ROWS |
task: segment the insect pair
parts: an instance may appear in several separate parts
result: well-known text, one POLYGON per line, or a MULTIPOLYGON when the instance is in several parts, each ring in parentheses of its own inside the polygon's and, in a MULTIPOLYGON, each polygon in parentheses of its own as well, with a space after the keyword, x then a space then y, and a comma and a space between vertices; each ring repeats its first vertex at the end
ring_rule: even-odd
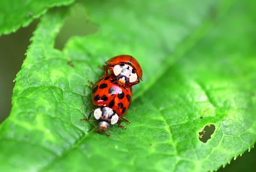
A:
POLYGON ((95 132, 105 132, 109 136, 108 129, 111 124, 117 123, 118 126, 125 129, 120 125, 121 120, 130 123, 123 116, 131 106, 132 86, 142 80, 142 70, 138 61, 128 55, 114 57, 105 63, 105 75, 92 88, 92 101, 99 107, 90 113, 87 119, 81 120, 88 120, 93 114, 99 120, 95 132))

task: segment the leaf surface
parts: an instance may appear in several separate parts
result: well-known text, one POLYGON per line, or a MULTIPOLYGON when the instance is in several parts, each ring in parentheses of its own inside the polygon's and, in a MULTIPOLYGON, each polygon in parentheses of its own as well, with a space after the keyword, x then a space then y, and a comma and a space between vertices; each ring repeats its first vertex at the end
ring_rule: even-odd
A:
POLYGON ((0 1, 0 36, 28 26, 49 8, 70 4, 74 0, 2 0, 0 1))
POLYGON ((63 52, 53 47, 68 10, 44 16, 0 126, 1 169, 203 172, 251 149, 255 3, 147 2, 85 3, 99 31, 71 38, 63 52), (85 86, 121 54, 138 60, 144 81, 134 86, 131 124, 107 137, 93 133, 95 120, 80 121, 94 108, 85 86), (215 129, 204 143, 207 124, 215 129))

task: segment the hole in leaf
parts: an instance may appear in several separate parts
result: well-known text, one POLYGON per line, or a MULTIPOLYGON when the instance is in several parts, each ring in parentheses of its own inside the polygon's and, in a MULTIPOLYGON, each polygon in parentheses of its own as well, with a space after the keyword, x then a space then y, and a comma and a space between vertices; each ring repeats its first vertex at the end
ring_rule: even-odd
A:
POLYGON ((205 126, 201 132, 198 133, 198 137, 200 141, 206 143, 211 138, 211 135, 215 131, 215 126, 213 124, 208 124, 205 126))
POLYGON ((97 31, 97 28, 88 21, 88 16, 81 4, 76 4, 70 10, 58 34, 55 38, 54 48, 62 50, 70 38, 84 36, 97 31))

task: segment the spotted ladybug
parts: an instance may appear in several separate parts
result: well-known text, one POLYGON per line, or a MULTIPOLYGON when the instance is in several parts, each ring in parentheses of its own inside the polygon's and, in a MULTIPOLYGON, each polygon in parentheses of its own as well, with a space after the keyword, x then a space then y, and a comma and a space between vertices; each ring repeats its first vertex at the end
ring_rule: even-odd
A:
POLYGON ((121 119, 130 123, 123 117, 131 105, 131 87, 126 89, 115 83, 116 80, 116 77, 113 75, 105 75, 94 84, 92 89, 91 100, 94 105, 99 107, 90 113, 88 119, 81 119, 87 121, 93 113, 96 119, 100 120, 98 123, 99 129, 96 132, 105 132, 107 135, 109 135, 108 129, 110 124, 113 125, 118 123, 118 126, 126 129, 120 125, 121 119))
POLYGON ((108 70, 116 77, 116 82, 127 89, 142 80, 142 69, 138 61, 132 56, 120 55, 105 62, 105 75, 108 70))

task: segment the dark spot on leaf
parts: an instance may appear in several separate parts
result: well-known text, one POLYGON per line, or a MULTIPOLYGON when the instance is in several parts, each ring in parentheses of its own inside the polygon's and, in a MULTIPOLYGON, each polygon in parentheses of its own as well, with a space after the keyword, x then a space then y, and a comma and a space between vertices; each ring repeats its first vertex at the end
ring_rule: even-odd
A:
POLYGON ((124 108, 124 109, 123 109, 122 111, 122 113, 124 114, 126 111, 126 108, 124 108))
POLYGON ((105 77, 104 78, 104 80, 108 80, 108 79, 109 79, 109 76, 108 76, 107 77, 105 77))
POLYGON ((98 101, 99 100, 100 98, 100 97, 99 97, 99 95, 97 95, 96 96, 94 97, 94 100, 98 101))
POLYGON ((130 102, 131 101, 131 96, 129 95, 126 95, 126 97, 127 97, 127 100, 128 101, 130 102))
POLYGON ((31 11, 28 12, 27 13, 27 17, 31 17, 33 15, 33 13, 31 11))
POLYGON ((123 108, 123 107, 124 106, 124 105, 123 105, 122 103, 118 103, 117 104, 117 106, 118 107, 118 109, 122 109, 123 108))
POLYGON ((201 132, 198 133, 199 140, 204 143, 211 138, 211 135, 215 131, 215 126, 213 124, 208 124, 205 126, 204 129, 201 132))
POLYGON ((100 89, 105 89, 105 88, 107 87, 108 86, 108 85, 107 85, 105 83, 102 83, 101 84, 100 84, 100 86, 99 86, 99 88, 100 89))
POLYGON ((114 104, 115 102, 114 102, 114 100, 112 100, 111 101, 109 102, 109 104, 108 104, 108 107, 111 108, 112 108, 114 106, 114 104))
POLYGON ((98 86, 96 86, 95 87, 94 87, 93 88, 93 93, 95 93, 97 91, 97 89, 98 89, 98 86))
POLYGON ((125 97, 125 94, 122 92, 121 93, 118 94, 118 98, 119 99, 122 99, 124 97, 125 97))
POLYGON ((71 66, 72 68, 75 68, 75 66, 74 66, 73 63, 72 63, 72 62, 71 62, 71 61, 68 61, 67 64, 68 66, 71 66))
POLYGON ((106 95, 104 95, 102 97, 102 100, 103 101, 107 101, 108 100, 108 97, 106 95))

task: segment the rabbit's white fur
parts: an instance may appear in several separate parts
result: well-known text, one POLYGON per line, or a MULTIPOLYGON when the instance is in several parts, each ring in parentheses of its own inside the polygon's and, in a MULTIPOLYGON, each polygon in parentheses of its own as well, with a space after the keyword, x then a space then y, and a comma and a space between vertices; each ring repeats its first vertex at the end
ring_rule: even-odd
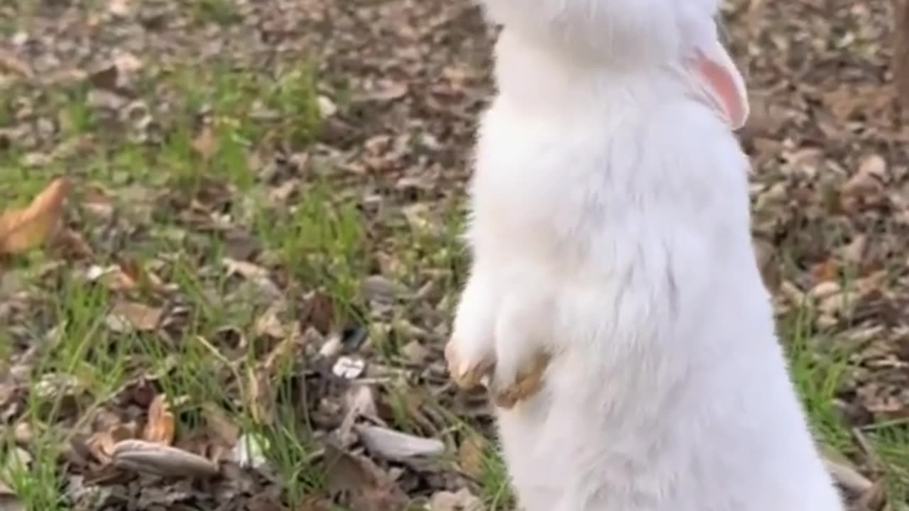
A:
MULTIPOLYGON (((451 342, 461 364, 494 357, 494 387, 541 349, 554 354, 542 390, 498 410, 519 504, 842 511, 755 262, 747 159, 690 84, 659 65, 679 43, 662 38, 668 45, 651 45, 639 65, 616 65, 612 46, 592 60, 570 49, 576 41, 541 35, 559 9, 612 26, 623 2, 661 4, 485 0, 504 24, 499 94, 481 122, 474 260, 451 342)), ((646 10, 622 11, 639 28, 616 25, 618 45, 677 19, 646 10)), ((592 30, 575 32, 582 46, 601 36, 592 30)), ((549 35, 571 38, 564 31, 549 35)))

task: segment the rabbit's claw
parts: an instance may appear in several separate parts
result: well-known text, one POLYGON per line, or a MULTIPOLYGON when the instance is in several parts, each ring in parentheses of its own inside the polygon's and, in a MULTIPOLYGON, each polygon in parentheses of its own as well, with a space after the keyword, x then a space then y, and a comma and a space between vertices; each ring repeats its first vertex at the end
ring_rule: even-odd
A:
POLYGON ((492 373, 495 357, 491 354, 471 357, 464 353, 464 347, 456 337, 453 337, 445 346, 445 361, 454 385, 470 389, 480 385, 483 377, 492 373))
POLYGON ((552 356, 544 351, 536 353, 524 367, 518 368, 511 382, 497 379, 493 388, 496 406, 510 410, 521 401, 533 397, 543 388, 543 376, 552 356))

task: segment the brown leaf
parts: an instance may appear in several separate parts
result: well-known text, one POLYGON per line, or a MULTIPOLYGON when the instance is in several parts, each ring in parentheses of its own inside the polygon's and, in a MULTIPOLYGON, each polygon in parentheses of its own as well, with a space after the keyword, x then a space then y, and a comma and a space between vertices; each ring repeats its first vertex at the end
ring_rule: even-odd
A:
POLYGON ((205 424, 225 446, 234 446, 240 437, 240 428, 215 403, 205 403, 202 407, 205 424))
POLYGON ((0 71, 15 73, 28 79, 35 76, 35 71, 32 70, 32 66, 27 62, 4 48, 0 48, 0 71))
POLYGON ((159 394, 152 400, 152 404, 148 406, 148 421, 145 423, 142 437, 148 442, 170 446, 174 443, 175 421, 166 397, 165 395, 159 394))
POLYGON ((202 159, 208 161, 218 150, 218 140, 215 136, 215 130, 211 125, 205 125, 199 131, 195 138, 193 139, 193 149, 202 156, 202 159))
POLYGON ((164 476, 215 476, 210 460, 183 449, 143 440, 123 440, 113 449, 114 465, 164 476))
POLYGON ((25 209, 0 215, 0 255, 19 254, 45 243, 60 223, 69 181, 55 179, 25 209))
POLYGON ((486 446, 485 438, 471 434, 458 447, 457 457, 461 470, 474 479, 479 479, 485 471, 486 446))
POLYGON ((399 511, 407 496, 368 458, 333 444, 325 446, 325 486, 332 495, 345 494, 345 504, 357 511, 399 511))
POLYGON ((135 437, 135 430, 131 426, 119 425, 109 429, 95 431, 85 441, 88 452, 102 465, 110 464, 113 461, 114 446, 116 443, 135 437))
POLYGON ((108 326, 117 332, 130 328, 140 332, 155 330, 161 324, 164 311, 137 302, 117 302, 107 316, 108 326))
POLYGON ((834 281, 839 274, 839 265, 834 259, 827 259, 823 263, 814 265, 811 269, 811 276, 815 283, 834 281))
POLYGON ((461 488, 457 493, 438 492, 429 499, 429 511, 483 511, 484 505, 476 496, 467 488, 461 488))

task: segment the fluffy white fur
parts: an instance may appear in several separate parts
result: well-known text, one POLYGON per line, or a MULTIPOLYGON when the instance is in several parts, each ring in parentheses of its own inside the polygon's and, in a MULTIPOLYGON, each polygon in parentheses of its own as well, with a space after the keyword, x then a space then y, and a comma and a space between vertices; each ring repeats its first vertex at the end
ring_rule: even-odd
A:
POLYGON ((842 511, 755 263, 748 162, 671 65, 680 5, 716 0, 485 0, 499 94, 452 342, 499 385, 554 353, 498 411, 526 511, 842 511))

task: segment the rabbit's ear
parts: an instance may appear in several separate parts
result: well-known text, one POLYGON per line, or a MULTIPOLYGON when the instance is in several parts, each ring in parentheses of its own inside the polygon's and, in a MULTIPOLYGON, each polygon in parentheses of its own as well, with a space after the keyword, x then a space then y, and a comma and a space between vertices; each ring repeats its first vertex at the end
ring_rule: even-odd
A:
POLYGON ((692 75, 706 98, 737 130, 748 120, 748 91, 735 63, 718 40, 697 48, 692 75))

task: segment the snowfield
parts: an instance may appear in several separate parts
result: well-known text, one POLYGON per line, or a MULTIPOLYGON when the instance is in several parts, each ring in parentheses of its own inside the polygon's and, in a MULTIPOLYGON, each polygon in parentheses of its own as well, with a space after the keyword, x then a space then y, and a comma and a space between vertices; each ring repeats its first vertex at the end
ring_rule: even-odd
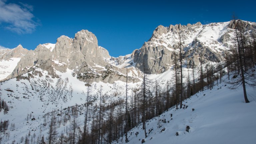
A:
MULTIPOLYGON (((227 81, 226 76, 223 79, 227 81)), ((145 139, 141 124, 128 132, 128 143, 141 144, 142 139, 148 144, 255 143, 255 89, 247 87, 250 102, 246 103, 242 87, 232 90, 230 86, 222 82, 185 100, 183 103, 187 108, 173 107, 148 121, 145 139), (186 131, 187 126, 190 127, 189 132, 186 131)), ((113 143, 125 143, 125 136, 113 143)))

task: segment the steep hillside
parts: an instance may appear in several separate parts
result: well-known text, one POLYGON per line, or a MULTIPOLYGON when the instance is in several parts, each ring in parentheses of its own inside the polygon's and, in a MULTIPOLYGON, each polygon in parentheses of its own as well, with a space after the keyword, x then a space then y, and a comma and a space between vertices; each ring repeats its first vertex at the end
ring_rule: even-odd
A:
MULTIPOLYGON (((230 81, 224 77, 225 81, 230 81)), ((142 139, 146 144, 254 143, 255 89, 247 87, 251 102, 246 103, 242 87, 231 90, 231 86, 223 82, 185 100, 183 109, 173 107, 148 120, 146 138, 142 123, 139 124, 128 132, 127 143, 141 144, 142 139)), ((125 140, 123 136, 112 143, 125 143, 125 140)))

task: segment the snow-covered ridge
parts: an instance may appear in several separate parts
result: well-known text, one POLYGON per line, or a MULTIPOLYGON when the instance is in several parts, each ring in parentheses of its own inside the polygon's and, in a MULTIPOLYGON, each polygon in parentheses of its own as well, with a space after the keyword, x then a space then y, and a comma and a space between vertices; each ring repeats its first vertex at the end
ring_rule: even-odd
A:
MULTIPOLYGON (((227 76, 223 79, 228 80, 227 76)), ((222 82, 185 100, 183 109, 173 107, 147 121, 146 138, 140 124, 128 132, 127 143, 140 144, 143 139, 149 144, 254 143, 255 89, 247 87, 251 102, 246 103, 242 87, 234 90, 230 89, 230 86, 222 82), (188 132, 186 131, 187 126, 188 132)), ((112 144, 125 143, 125 137, 124 135, 112 144)))
POLYGON ((47 43, 42 45, 43 46, 44 46, 46 48, 49 49, 51 52, 52 52, 53 50, 53 49, 55 47, 55 44, 51 44, 50 43, 47 43))

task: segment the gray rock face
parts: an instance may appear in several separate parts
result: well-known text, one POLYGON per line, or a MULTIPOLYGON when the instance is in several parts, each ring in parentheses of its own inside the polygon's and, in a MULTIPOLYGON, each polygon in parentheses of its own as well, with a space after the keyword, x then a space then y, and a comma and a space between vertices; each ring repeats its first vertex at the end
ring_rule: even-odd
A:
MULTIPOLYGON (((255 33, 255 23, 238 21, 245 32, 248 32, 248 36, 255 33)), ((21 59, 7 79, 40 68, 55 77, 58 76, 56 71, 65 72, 68 69, 72 71, 73 76, 85 82, 113 83, 118 80, 126 81, 127 67, 128 73, 135 77, 129 77, 128 81, 134 82, 140 80, 140 73, 134 71, 143 71, 144 66, 145 72, 150 74, 161 73, 173 67, 174 54, 179 53, 179 27, 181 32, 183 62, 192 68, 199 66, 201 61, 204 63, 224 60, 224 56, 233 47, 230 42, 234 34, 234 27, 233 21, 206 25, 198 22, 168 27, 160 25, 140 49, 117 58, 111 57, 107 50, 98 46, 97 38, 92 33, 82 30, 73 39, 62 36, 55 45, 40 44, 34 50, 28 51, 21 46, 13 50, 2 50, 0 59, 21 59)))
MULTIPOLYGON (((40 44, 34 50, 30 51, 21 46, 14 49, 15 52, 10 52, 9 55, 11 57, 18 51, 24 54, 7 79, 39 68, 47 71, 54 77, 58 77, 55 70, 65 72, 68 69, 72 70, 74 76, 90 83, 100 81, 112 83, 118 80, 126 80, 126 76, 124 74, 125 69, 108 66, 105 59, 111 57, 108 52, 98 46, 96 37, 87 30, 78 32, 73 39, 61 36, 57 39, 52 51, 46 45, 40 44)), ((6 55, 2 57, 7 56, 6 55)), ((132 80, 131 82, 138 81, 132 77, 129 79, 132 80)))

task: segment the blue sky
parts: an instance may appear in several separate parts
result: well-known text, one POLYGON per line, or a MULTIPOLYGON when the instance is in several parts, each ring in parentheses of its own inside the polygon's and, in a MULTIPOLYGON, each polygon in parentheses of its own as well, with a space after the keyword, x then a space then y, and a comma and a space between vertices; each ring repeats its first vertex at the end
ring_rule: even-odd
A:
POLYGON ((110 55, 124 55, 140 48, 160 25, 228 21, 234 13, 256 22, 254 1, 0 0, 0 48, 21 44, 33 50, 87 29, 110 55))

WHAT IS REQUIRED | Can you copy the listing lines word for word, starting at the line that contains "task: segment the brown leaf" and stopping after the line that contains "POLYGON ((486 446, 485"?

RESPONSE TO THIS EXERCISE |
task: segment the brown leaf
parts: an instance may appear in several separate parts
result: well-known text, one POLYGON per line, or a MULTIPOLYGON when the instance is in several parts, each ring in parentheses of its own inside the polygon's and, in a MULTIPOLYGON, each polygon in parentheses of its own as well, with a space after the keyword, x then a space then y, and a comma and a space between vertices; each ring repeats its first vertex at the end
ring_rule: even-odd
A:
POLYGON ((205 424, 225 446, 234 446, 240 437, 240 428, 215 403, 205 403, 202 407, 205 424))
POLYGON ((0 71, 15 73, 28 79, 35 76, 35 71, 32 70, 32 66, 27 62, 4 48, 0 48, 0 71))
POLYGON ((159 394, 152 400, 152 404, 148 406, 148 421, 145 423, 142 437, 148 442, 170 446, 174 443, 175 421, 166 397, 165 395, 159 394))
POLYGON ((202 159, 208 161, 218 150, 218 140, 215 136, 215 130, 211 125, 205 125, 199 131, 195 138, 193 139, 193 149, 202 156, 202 159))
POLYGON ((164 476, 215 476, 210 460, 183 449, 143 440, 123 440, 113 449, 114 465, 164 476))
POLYGON ((25 209, 0 215, 0 255, 19 254, 45 243, 60 223, 69 181, 55 179, 25 209))
POLYGON ((486 446, 485 438, 471 434, 458 447, 457 457, 461 470, 474 479, 479 479, 485 471, 486 446))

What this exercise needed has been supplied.